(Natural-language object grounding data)
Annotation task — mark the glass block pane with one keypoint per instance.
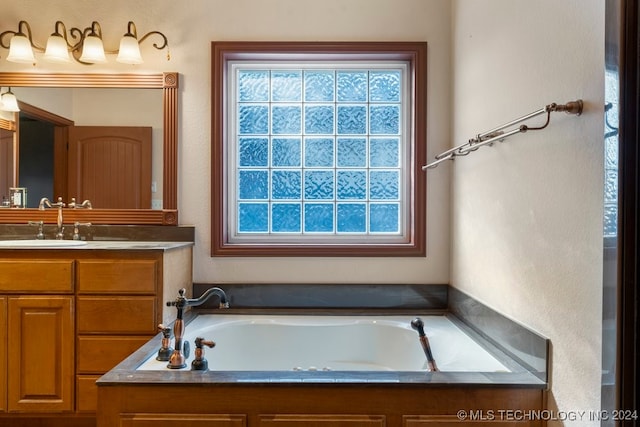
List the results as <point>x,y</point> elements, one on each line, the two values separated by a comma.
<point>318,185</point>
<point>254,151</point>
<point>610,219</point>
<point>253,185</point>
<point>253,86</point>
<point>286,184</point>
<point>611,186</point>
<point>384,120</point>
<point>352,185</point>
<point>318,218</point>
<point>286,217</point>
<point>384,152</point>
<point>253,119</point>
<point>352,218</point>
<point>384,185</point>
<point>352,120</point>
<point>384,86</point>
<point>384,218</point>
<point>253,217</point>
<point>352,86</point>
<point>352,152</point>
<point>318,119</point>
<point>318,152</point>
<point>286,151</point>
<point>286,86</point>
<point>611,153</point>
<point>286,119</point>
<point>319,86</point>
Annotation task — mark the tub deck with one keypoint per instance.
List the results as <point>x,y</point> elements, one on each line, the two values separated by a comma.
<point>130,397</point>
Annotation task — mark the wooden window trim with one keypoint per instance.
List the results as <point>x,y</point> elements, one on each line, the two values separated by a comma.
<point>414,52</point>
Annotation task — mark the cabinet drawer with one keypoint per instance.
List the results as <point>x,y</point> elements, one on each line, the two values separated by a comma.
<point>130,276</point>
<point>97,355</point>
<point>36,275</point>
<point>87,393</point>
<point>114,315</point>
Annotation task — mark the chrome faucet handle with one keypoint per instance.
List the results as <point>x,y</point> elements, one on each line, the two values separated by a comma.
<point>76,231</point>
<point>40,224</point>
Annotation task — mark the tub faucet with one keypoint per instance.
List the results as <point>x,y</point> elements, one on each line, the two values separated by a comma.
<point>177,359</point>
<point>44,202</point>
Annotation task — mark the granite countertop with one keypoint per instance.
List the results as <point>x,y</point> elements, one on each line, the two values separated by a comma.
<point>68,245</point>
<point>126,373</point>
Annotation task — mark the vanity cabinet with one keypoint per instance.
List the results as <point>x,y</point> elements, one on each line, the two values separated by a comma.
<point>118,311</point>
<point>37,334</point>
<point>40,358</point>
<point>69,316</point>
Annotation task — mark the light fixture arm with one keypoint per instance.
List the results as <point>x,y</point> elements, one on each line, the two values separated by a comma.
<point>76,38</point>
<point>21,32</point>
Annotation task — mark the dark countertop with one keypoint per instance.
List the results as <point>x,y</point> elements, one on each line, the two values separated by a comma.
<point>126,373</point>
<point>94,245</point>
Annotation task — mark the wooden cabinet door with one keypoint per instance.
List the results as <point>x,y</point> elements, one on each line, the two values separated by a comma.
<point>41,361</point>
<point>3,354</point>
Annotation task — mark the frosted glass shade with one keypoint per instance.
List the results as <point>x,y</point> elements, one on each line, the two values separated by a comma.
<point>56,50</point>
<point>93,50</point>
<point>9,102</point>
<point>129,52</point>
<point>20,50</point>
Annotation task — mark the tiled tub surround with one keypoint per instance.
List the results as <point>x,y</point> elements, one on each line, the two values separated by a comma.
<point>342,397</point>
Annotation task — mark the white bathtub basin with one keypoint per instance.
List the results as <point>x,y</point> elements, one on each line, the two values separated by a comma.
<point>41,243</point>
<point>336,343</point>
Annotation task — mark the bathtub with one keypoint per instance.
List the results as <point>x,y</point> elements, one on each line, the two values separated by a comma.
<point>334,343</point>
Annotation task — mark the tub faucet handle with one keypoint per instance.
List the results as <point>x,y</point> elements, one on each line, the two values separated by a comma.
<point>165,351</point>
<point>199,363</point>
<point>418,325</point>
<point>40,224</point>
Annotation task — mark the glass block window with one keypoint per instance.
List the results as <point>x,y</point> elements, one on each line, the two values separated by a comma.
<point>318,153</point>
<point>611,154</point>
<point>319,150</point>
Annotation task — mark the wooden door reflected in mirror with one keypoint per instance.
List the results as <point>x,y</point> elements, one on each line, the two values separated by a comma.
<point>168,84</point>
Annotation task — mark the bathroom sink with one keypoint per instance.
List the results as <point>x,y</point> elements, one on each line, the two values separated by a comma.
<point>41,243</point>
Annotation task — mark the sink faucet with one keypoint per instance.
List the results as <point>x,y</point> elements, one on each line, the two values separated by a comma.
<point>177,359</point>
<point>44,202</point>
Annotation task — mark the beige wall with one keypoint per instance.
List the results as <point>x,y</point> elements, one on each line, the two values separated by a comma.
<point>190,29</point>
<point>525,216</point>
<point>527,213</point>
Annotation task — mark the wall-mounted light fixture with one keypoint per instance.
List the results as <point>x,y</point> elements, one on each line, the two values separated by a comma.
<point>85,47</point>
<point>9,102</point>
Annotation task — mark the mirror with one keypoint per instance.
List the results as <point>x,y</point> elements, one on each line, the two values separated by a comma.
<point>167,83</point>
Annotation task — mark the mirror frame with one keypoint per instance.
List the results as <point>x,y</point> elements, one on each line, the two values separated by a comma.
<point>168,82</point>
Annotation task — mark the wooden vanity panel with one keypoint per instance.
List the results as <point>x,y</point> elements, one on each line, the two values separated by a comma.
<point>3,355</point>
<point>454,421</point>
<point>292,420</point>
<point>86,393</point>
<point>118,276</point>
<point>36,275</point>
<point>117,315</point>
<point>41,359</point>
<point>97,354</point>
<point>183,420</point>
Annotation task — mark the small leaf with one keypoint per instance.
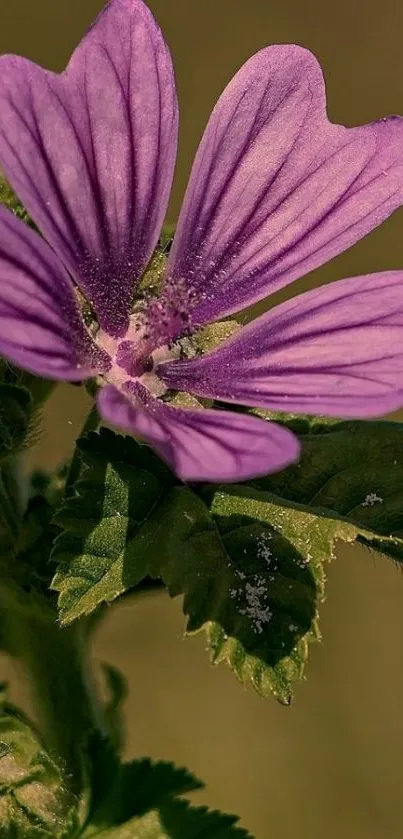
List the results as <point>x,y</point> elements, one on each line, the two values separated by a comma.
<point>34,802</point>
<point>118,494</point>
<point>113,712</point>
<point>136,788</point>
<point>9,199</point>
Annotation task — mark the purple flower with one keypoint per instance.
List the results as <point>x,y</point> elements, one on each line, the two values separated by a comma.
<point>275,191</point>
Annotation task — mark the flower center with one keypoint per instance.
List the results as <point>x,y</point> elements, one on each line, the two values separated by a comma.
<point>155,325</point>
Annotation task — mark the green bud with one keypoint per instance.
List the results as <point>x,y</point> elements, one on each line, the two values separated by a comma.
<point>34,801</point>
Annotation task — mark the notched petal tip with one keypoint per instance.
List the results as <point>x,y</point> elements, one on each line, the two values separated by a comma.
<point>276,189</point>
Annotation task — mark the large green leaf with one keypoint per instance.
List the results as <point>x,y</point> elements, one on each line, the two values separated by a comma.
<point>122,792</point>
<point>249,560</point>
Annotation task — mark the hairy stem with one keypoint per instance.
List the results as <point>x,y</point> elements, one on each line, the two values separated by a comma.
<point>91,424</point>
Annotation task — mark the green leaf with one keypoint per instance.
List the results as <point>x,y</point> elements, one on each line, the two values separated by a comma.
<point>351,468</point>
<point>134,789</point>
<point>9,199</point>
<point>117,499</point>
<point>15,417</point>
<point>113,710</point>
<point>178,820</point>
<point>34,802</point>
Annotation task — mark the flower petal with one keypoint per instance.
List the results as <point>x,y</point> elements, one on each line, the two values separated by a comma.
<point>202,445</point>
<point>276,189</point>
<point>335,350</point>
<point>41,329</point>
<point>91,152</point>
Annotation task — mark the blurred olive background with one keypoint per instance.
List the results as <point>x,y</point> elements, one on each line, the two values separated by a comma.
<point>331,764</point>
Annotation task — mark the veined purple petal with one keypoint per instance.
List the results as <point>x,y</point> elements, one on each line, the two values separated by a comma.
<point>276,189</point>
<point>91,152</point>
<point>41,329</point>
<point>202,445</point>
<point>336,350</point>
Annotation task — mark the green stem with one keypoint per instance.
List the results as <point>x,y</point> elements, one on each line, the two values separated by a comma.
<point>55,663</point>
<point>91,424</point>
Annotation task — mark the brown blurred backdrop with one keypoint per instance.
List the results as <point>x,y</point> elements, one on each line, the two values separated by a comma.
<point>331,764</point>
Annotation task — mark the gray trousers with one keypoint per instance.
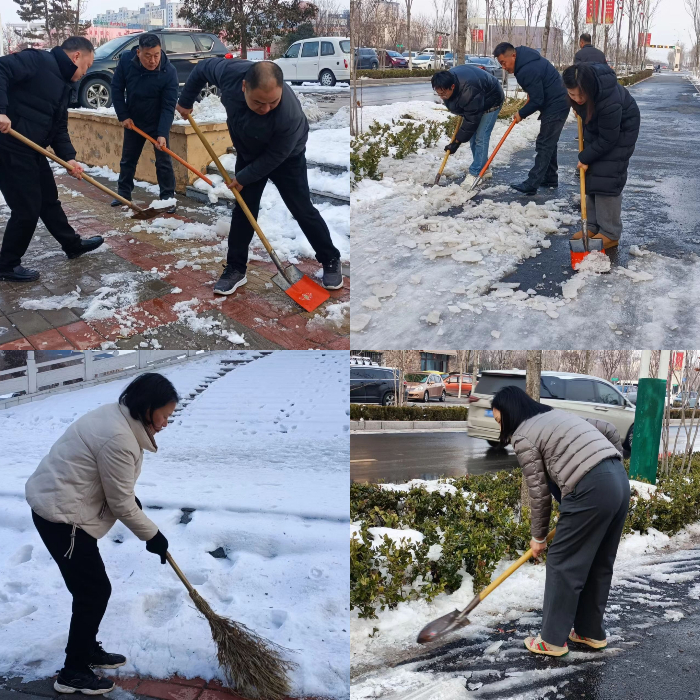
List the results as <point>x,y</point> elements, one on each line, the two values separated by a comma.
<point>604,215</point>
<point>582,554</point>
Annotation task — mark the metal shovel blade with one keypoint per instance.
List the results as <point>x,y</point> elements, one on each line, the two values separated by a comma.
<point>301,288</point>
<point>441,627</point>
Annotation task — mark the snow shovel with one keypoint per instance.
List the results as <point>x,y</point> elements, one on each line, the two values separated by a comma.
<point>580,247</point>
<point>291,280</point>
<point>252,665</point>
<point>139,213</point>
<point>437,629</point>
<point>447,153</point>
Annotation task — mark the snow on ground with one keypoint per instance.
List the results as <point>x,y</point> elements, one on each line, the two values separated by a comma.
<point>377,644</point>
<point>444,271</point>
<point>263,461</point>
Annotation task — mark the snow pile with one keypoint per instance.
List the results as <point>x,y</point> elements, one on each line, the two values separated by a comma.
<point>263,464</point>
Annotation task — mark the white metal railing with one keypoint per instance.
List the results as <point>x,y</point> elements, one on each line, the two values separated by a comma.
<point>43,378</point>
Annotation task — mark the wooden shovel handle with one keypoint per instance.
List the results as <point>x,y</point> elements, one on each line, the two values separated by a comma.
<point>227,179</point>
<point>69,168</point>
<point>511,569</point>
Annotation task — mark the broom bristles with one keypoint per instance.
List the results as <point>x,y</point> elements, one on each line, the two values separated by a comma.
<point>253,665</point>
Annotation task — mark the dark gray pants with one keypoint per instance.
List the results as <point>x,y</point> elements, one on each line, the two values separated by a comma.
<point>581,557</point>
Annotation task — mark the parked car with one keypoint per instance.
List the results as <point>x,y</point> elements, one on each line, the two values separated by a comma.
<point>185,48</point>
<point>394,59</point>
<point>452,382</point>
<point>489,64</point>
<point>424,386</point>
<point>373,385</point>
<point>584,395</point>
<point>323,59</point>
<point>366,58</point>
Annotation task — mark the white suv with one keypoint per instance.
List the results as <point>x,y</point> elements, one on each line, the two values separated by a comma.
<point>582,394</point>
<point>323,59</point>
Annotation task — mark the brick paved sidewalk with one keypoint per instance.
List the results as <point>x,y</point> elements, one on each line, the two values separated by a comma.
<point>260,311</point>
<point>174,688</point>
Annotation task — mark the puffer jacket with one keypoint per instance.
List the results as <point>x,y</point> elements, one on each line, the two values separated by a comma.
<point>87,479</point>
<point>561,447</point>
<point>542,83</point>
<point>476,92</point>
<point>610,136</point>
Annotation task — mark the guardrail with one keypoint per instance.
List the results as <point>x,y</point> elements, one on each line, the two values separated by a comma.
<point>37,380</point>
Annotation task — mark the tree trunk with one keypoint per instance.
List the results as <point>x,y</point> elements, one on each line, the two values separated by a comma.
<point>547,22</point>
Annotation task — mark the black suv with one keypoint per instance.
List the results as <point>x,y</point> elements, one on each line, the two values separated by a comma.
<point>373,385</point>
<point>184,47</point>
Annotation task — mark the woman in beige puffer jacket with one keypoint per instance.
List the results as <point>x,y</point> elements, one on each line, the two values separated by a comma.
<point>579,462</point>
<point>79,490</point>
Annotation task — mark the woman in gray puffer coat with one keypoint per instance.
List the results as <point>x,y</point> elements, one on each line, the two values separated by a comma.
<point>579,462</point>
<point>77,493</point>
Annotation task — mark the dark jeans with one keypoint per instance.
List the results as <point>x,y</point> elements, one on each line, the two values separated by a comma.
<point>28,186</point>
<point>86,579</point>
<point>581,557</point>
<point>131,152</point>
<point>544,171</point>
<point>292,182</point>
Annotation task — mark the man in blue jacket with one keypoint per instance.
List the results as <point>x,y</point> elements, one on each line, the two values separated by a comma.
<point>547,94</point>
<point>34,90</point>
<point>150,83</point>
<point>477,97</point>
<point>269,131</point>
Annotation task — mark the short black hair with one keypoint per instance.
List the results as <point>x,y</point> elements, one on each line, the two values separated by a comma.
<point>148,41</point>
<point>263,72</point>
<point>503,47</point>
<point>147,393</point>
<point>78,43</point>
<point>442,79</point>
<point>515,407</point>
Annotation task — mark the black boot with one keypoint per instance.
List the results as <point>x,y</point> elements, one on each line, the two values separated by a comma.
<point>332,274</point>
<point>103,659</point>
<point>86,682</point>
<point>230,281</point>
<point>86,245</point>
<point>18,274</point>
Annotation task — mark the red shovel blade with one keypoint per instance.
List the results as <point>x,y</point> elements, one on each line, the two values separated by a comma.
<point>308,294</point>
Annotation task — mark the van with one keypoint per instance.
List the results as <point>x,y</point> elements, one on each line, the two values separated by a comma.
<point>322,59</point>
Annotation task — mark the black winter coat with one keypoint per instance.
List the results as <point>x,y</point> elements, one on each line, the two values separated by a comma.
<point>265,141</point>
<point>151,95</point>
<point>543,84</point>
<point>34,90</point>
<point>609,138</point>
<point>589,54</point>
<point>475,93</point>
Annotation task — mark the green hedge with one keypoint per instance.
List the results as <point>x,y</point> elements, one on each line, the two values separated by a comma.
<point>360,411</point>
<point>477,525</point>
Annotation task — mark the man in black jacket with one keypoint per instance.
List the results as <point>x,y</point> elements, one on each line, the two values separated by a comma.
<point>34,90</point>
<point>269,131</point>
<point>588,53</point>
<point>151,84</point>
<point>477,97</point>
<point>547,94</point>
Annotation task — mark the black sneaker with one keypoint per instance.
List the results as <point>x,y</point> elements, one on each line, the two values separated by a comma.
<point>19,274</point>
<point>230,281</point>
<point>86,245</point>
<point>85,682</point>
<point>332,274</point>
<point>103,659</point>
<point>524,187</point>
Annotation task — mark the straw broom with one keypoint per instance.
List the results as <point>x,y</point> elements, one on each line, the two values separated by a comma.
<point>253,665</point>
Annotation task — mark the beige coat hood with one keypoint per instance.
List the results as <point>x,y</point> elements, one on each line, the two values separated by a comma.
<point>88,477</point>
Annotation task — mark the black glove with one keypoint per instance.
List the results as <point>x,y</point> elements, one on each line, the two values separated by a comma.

> [Assigned task]
Which lines in the records above contain the word "blade"? Return each of them.

> [Written answer]
Annotation task — mark the metal shovel blade with one keypoint per instance.
Annotation task — mark the red shovel blade with one keypoint per instance.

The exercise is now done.